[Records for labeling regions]
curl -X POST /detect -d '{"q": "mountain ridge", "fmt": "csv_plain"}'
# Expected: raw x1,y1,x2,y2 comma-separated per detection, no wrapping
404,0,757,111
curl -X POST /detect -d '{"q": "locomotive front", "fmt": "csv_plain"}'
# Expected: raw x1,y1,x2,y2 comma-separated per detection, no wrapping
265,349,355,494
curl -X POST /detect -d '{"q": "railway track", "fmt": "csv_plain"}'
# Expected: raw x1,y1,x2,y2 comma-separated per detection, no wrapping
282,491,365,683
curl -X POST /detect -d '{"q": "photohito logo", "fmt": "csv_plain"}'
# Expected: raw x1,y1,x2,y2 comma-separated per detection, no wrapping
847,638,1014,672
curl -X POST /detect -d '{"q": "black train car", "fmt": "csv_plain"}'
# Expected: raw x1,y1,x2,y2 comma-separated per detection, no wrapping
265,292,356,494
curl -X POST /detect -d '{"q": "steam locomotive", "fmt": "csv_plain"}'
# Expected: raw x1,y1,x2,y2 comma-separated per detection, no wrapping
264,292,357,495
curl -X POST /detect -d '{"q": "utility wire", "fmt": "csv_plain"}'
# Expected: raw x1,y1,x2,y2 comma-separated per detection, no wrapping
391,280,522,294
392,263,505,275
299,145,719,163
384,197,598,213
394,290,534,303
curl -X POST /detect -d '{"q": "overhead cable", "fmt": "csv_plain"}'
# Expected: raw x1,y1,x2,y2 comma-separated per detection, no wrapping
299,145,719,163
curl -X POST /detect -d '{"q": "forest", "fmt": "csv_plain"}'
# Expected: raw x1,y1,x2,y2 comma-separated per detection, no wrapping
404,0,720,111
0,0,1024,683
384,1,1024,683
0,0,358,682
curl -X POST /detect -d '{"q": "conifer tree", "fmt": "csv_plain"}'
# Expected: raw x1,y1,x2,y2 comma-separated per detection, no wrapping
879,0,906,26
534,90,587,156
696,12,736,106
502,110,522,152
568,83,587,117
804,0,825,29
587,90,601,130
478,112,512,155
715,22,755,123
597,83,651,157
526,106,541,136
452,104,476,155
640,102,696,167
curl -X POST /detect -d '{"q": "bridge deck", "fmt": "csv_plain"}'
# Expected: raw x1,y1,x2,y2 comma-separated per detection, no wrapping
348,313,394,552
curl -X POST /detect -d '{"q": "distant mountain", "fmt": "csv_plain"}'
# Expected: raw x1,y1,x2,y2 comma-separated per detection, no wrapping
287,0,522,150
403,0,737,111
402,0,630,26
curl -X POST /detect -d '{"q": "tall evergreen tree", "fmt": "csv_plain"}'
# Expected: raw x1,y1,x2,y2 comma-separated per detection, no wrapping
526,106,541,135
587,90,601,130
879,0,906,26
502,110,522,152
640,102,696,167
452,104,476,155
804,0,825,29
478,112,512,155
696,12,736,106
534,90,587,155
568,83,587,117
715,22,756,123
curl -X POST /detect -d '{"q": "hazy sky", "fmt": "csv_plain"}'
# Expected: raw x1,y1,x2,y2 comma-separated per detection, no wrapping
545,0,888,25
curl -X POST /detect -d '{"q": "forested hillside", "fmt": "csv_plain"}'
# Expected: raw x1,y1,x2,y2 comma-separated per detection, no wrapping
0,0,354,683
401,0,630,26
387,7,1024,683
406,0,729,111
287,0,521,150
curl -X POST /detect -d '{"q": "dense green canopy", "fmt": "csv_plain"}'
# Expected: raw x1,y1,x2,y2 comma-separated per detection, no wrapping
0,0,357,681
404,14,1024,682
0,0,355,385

> [PROBLEM REQUIREMENTS]
Copy the records verbatim from their first line down to and including the line containing "265,292,356,494".

> [RESULT OF THE TASK]
curl -X POST /detect -d '{"q": "mountain ridge", "fmt": "csv_plain"}'
# Expected: raw x1,y1,x2,y2 comma-separated per detection, no wrapping
404,0,757,111
curl -X POST /detect -d '{"q": "locomotive front", "fmt": "csv_plain"}'
# Expected: raw x1,y1,x2,y2 comma-separated per detection, no wrapping
265,349,355,494
curl -X POST /detect -d '{"q": "railway track", "fmt": "csv_plain"}'
# Expected: raw x1,y1,x2,y2 comma-separated per detection, no wrapping
282,491,365,683
curl -X POST /detect -d '{"q": "photohito logo", "fmt": "csv_plain"}'
# Expected: raw x1,y1,x2,y2 comma-separated per detection, no wrapping
847,638,1014,672
curl -X POST /detect -d '{"q": "black train car", "fmt": "csv_plain"}'
# Expected: raw x1,y1,x2,y2 comma-separated per detection, no wrapping
265,292,356,494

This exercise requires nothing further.